## Trecho
########
Com o filho de 4 anos com sintomas gripais e dor de garganta no colo, a doméstica Thais Melo, 22, aguardava por atendimento há mais de uma hora.

"Tá muito lotado, moço! Muita aglomeração. Deveriam ter mais recursos pra atender a população, que tá sofrendo aqui", desabafou, sem qualquer perspectiva de quando seria atendida.

'Tá cruel aqui, viu?': longa espera no Grajaú

Grajaú - Herculano Barreto/UOL - Herculano Barreto/UOL
Pacientes aguardam em pronto-socorro no Grajaú (zona sul de São Paulo)
Imagem: Herculano Barreto/UOL

Na UBS Jardim Castro Alves, no Grajaú, zona sul da capital paulista, também há relatos de espera de mais de seis horas durante a semana —o que piorou nesta semana, segundo os pacientes. No local, havia mais de 60 pessoas aguardando por atendimento no começo da tarde de hoje (22).

Ih, filho! Aqui, tá sempre lotado. O povo tá acostumado a ficar seis horas na fila. Eu e o meu marido estamos tossindo muito. Ele tá bem ruim, com febre e tudo. Acho que é essa gripe nova"
########
## Material fornecido
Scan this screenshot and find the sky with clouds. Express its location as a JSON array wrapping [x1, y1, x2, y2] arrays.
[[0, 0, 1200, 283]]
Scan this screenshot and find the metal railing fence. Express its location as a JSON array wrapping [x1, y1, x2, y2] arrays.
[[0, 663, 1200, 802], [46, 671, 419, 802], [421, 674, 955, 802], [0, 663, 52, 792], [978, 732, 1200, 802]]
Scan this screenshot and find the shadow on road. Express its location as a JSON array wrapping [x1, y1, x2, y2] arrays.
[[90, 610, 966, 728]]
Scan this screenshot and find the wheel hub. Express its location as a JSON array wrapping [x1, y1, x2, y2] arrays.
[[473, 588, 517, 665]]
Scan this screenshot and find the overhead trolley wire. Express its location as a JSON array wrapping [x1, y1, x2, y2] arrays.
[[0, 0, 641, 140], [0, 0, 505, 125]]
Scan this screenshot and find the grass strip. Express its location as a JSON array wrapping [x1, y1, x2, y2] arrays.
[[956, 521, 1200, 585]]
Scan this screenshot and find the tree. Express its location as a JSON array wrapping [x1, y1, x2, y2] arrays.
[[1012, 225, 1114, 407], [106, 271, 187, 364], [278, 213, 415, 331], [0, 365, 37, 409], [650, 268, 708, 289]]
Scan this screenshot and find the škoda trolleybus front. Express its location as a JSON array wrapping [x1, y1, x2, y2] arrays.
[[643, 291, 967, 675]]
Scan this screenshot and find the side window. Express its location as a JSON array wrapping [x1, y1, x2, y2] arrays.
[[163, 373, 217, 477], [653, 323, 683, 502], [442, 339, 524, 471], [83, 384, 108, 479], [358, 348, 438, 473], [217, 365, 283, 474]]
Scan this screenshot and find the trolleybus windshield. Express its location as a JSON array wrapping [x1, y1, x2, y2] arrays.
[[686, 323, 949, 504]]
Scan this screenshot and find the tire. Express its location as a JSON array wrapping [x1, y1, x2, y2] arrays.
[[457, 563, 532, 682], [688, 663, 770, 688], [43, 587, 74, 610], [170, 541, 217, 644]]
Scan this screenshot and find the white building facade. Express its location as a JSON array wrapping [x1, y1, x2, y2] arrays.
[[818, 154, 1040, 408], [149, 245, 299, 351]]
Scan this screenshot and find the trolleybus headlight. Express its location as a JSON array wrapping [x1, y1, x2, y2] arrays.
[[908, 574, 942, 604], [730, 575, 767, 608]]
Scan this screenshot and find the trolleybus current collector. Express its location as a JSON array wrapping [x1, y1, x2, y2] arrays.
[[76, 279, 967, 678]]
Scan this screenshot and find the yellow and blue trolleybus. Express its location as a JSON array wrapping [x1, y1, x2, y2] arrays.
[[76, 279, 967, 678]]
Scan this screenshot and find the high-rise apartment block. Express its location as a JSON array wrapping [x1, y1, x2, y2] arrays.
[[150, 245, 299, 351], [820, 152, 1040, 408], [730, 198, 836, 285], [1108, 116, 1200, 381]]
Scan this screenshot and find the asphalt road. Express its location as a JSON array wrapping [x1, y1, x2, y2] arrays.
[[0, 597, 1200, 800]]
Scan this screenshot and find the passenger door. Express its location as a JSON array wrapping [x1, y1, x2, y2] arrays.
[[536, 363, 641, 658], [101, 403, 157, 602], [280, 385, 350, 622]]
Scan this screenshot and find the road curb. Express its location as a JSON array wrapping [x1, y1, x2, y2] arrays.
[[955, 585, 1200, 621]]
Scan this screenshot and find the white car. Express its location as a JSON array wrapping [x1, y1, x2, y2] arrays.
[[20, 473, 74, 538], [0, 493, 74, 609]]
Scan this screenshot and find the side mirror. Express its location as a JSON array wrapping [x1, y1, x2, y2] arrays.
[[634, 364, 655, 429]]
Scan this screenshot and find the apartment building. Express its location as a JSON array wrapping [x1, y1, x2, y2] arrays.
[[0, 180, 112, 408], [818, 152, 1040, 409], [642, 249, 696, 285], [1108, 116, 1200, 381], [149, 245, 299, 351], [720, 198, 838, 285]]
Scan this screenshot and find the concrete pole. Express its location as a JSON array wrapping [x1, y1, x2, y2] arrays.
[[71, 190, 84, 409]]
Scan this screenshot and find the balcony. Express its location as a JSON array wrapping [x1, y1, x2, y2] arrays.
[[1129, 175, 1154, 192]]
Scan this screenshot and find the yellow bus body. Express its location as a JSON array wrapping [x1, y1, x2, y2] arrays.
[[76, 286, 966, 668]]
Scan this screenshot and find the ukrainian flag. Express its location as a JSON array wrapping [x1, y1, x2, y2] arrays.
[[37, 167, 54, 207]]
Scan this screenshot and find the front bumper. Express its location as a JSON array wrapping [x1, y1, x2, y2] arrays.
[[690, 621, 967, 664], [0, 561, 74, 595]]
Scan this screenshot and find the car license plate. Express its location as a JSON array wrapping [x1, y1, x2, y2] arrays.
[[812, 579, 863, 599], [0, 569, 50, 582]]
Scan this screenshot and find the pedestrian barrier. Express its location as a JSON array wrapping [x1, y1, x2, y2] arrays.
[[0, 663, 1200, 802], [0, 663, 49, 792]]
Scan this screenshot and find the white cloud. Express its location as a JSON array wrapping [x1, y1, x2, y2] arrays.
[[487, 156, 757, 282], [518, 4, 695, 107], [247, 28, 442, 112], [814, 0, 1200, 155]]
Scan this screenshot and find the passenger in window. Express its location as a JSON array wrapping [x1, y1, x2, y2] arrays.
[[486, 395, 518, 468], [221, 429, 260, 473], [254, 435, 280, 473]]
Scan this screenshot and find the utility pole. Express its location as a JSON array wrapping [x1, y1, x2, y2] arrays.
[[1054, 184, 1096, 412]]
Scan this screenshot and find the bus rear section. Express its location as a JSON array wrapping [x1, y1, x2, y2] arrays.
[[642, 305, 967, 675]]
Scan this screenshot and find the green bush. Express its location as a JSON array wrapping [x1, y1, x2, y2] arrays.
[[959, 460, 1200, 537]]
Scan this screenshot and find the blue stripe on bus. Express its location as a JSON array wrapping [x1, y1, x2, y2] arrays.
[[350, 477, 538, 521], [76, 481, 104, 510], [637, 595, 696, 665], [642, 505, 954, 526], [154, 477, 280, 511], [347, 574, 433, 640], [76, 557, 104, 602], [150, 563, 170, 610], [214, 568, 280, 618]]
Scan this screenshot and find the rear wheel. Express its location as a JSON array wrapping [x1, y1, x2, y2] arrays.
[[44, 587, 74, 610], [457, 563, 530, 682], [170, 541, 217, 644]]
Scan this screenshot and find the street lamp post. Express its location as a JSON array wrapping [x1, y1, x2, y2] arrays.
########
## Tarefa A
Indique se cada afirmação abaixo está de acordo com o trecho sobre a espera por atendimento em São Paulo. Responda sim ou não e cite as palavras exatas do trecho que decidem cada caso.
(i) Thais Melo tem 22 anos e trabalha como doméstica.
(ii) O filho de Thais Melo tem 6 anos.
(iii) No começo da tarde, menos de 30 pessoas aguardavam atendimento na UBS Jardim Castro Alves.
## Tarefa B
Segundo o trecho, em que bairro e em que região da capital paulista fica a UBS Jardim Castro Alves?
## Tarefa C
Reproduza a parte do trecho sobre a espera por atendimento que começa em "Grajaú - Herculano" e vai até "de hoje (22).".

## Sua solução A
(i) Sim: "a doméstica Thais Melo, 22".
(ii) Não: "Com o filho de 4 anos".
(iii) Não: "havia mais de 60 pessoas aguardando por atendimento no começo da tarde de hoje (22)".

## Sua solução B
Fica no Grajaú, na zona sul da capital paulista.

## Sua solução C
Grajaú - Herculano Barreto/UOL - Herculano Barreto/UOL
Pacientes aguardam em pronto-socorro no Grajaú (zona sul de São Paulo)
Imagem: Herculano Barreto/UOL

Na UBS Jardim Castro Alves, no Grajaú, zona sul da capital paulista, também há relatos de espera de mais de seis horas durante a semana —o que piorou nesta semana, segundo os pacientes. No local, havia mais de 60 pessoas aguardando por atendimento no começo da tarde de hoje (22).